» Stated problem:
Reproduce the records starting with the first line and going on through the line that contains "<point>92,243</point>", both ends included.

» Material supplied:
____________________
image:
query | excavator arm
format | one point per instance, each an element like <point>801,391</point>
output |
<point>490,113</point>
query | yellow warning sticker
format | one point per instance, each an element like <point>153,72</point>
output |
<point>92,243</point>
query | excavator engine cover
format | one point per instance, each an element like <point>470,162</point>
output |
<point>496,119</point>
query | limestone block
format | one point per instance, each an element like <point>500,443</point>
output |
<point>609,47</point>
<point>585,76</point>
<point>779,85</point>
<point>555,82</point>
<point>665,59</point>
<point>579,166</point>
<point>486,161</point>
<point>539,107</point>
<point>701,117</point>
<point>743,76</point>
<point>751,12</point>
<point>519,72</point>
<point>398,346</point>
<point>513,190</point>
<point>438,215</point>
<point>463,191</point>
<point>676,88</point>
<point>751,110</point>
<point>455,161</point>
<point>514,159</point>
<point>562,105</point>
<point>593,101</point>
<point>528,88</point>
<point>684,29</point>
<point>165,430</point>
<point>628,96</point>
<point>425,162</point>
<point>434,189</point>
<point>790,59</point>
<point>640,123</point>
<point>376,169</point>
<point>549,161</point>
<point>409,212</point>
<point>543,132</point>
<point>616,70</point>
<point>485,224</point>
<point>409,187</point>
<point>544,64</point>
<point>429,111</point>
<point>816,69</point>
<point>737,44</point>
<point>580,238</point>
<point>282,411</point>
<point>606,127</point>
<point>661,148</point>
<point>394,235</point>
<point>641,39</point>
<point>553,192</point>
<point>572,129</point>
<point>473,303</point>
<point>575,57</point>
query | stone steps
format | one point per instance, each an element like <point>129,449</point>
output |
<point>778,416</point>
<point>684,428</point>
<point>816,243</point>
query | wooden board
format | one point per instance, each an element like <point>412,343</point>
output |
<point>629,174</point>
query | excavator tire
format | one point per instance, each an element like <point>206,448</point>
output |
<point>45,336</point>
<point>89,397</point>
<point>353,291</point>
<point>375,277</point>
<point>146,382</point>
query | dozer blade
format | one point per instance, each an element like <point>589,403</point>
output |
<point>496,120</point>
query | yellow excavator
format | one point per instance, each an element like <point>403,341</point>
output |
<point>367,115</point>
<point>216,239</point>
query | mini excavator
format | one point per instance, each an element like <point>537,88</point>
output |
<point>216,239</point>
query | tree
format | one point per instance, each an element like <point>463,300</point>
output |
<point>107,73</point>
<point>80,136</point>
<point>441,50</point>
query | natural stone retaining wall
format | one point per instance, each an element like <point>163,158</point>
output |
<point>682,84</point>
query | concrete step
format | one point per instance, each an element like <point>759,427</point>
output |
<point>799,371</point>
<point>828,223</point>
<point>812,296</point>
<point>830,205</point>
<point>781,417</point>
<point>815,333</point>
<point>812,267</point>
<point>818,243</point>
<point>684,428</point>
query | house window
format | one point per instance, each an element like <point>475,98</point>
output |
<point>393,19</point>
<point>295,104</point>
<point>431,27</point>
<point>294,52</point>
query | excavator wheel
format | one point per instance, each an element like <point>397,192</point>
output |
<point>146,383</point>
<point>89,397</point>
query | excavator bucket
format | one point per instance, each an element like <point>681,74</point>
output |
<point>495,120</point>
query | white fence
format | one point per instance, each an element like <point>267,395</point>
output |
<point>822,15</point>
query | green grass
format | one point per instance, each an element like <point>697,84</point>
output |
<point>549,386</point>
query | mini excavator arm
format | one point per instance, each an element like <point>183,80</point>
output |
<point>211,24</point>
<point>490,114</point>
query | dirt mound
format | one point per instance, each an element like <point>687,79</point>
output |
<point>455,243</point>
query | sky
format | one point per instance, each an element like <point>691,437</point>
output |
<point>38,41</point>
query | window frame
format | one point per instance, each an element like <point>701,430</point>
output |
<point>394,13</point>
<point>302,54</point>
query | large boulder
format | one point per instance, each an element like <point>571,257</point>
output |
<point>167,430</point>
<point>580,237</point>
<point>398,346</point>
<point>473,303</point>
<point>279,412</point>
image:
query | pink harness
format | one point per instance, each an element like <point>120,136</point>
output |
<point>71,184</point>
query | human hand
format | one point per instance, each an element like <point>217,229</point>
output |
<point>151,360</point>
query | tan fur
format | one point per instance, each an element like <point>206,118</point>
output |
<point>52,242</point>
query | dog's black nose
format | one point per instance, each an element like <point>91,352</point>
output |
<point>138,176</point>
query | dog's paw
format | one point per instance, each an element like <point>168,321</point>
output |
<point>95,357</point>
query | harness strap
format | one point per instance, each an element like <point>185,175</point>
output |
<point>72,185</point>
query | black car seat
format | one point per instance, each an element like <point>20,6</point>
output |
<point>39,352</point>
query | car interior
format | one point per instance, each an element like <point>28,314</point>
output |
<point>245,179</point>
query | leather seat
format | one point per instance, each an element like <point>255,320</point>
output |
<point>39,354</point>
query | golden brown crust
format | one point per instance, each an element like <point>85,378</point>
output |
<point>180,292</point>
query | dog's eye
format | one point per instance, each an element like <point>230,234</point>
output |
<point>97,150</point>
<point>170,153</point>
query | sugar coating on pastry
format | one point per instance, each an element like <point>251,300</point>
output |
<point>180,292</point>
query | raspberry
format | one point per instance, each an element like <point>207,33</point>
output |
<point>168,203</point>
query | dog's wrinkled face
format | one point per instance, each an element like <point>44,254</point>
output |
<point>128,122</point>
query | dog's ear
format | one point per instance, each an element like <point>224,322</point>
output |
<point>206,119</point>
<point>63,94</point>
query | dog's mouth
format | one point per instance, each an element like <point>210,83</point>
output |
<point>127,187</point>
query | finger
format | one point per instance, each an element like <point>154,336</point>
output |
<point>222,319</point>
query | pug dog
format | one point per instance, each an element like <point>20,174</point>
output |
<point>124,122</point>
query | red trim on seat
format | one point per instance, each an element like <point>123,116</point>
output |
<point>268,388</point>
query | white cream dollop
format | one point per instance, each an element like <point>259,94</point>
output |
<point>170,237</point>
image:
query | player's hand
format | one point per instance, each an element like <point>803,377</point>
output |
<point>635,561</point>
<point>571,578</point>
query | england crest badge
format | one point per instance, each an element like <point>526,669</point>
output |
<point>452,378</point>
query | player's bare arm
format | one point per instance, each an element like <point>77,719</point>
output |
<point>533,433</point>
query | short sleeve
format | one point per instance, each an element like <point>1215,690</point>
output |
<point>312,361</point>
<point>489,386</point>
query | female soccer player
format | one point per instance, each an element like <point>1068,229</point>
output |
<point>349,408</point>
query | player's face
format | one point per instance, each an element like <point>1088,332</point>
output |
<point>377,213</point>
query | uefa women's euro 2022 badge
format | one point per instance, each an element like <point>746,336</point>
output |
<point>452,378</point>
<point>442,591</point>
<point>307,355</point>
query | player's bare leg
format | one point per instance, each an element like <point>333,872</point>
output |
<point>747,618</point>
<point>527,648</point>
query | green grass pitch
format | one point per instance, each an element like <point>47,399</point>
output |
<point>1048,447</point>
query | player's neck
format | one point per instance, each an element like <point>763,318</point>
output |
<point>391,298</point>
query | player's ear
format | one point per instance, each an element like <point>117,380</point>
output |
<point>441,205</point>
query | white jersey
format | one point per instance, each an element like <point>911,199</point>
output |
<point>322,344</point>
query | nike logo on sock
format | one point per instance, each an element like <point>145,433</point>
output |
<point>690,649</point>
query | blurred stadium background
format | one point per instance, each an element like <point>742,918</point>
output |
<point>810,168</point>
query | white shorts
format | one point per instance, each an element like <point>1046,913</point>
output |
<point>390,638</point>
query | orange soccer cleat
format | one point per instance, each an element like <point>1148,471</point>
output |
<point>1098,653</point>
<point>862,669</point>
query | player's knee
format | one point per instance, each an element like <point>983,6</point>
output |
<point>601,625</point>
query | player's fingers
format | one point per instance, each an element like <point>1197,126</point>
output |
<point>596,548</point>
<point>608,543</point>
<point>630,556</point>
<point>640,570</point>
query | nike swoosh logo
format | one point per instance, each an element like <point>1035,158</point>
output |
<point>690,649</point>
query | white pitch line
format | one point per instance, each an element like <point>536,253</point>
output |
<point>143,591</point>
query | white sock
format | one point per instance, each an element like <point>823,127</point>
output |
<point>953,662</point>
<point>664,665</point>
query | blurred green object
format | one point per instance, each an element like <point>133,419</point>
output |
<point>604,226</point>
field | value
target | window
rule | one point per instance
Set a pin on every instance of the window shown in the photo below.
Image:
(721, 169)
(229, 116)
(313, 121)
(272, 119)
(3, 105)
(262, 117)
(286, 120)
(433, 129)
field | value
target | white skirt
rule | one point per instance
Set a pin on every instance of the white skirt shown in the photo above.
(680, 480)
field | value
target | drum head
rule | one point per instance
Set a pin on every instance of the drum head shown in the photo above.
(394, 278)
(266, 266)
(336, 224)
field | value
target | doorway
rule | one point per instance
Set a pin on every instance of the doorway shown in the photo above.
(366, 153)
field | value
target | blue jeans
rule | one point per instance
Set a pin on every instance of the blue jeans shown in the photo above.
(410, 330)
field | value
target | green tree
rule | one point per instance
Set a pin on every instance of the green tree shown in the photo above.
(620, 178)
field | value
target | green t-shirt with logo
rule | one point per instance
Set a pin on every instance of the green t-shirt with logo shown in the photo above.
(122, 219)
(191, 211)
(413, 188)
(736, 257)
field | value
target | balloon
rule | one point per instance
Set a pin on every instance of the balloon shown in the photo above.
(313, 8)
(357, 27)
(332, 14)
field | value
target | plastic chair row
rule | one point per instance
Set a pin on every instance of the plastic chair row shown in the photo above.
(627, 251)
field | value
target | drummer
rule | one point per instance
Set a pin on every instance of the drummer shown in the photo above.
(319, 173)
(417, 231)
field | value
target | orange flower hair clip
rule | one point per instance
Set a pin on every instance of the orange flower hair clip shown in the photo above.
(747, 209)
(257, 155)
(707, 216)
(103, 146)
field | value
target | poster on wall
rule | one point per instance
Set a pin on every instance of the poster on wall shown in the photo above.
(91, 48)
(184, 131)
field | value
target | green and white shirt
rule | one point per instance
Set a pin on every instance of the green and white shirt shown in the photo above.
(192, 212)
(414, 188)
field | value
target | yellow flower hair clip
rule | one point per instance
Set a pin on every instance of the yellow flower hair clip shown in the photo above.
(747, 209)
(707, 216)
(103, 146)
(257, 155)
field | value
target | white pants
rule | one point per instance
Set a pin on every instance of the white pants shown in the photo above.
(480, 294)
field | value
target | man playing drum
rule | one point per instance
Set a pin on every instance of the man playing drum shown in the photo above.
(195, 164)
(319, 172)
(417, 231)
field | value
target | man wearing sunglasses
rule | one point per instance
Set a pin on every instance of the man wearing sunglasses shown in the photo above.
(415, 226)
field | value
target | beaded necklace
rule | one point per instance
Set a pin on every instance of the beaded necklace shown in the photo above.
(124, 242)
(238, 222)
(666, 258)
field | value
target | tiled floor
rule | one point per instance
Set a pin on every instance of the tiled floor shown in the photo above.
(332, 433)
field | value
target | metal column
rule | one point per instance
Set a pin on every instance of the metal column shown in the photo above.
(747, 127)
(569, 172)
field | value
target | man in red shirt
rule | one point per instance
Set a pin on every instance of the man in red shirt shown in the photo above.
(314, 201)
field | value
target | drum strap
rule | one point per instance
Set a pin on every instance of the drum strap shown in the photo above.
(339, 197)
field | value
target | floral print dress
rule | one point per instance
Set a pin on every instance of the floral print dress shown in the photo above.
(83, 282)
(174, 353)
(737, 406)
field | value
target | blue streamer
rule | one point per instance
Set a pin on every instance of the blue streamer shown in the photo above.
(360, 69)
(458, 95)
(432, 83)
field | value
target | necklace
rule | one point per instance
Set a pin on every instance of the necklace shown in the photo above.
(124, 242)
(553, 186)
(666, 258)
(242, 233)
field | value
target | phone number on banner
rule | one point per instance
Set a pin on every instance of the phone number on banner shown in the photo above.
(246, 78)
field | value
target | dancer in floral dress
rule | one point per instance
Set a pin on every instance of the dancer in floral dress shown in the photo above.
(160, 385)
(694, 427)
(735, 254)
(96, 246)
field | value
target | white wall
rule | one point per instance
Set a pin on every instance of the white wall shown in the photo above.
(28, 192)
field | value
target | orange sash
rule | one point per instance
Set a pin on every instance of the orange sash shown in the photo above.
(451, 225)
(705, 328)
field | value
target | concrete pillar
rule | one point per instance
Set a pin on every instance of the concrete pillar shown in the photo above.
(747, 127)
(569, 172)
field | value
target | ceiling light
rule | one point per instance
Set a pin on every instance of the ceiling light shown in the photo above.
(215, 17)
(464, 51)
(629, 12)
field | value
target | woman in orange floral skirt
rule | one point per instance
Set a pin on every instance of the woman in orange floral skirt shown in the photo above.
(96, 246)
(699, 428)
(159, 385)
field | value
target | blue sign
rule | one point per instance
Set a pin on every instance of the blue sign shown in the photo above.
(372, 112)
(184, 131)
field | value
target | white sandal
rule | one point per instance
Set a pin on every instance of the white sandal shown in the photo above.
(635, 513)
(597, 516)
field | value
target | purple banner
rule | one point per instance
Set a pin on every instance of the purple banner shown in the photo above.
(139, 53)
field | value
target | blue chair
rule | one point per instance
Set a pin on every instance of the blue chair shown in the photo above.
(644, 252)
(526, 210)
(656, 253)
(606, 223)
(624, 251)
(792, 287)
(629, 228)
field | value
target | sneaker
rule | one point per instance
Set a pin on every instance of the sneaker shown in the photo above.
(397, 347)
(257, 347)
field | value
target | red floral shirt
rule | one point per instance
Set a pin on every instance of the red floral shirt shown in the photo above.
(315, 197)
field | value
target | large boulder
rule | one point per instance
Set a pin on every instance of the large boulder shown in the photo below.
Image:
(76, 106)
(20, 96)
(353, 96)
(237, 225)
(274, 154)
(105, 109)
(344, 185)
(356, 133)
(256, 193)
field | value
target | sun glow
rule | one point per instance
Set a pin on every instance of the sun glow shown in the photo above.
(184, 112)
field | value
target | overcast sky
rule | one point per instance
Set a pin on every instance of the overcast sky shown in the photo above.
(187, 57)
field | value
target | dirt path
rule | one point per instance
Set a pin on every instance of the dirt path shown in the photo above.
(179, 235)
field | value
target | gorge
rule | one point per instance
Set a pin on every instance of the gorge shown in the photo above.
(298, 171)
____________________
» Solution:
image:
query | excavator arm
format | one point per instance, each an element like <point>801,391</point>
output |
<point>490,113</point>
query | yellow warning sticker
format | one point per instance, each an element like <point>153,72</point>
output |
<point>92,243</point>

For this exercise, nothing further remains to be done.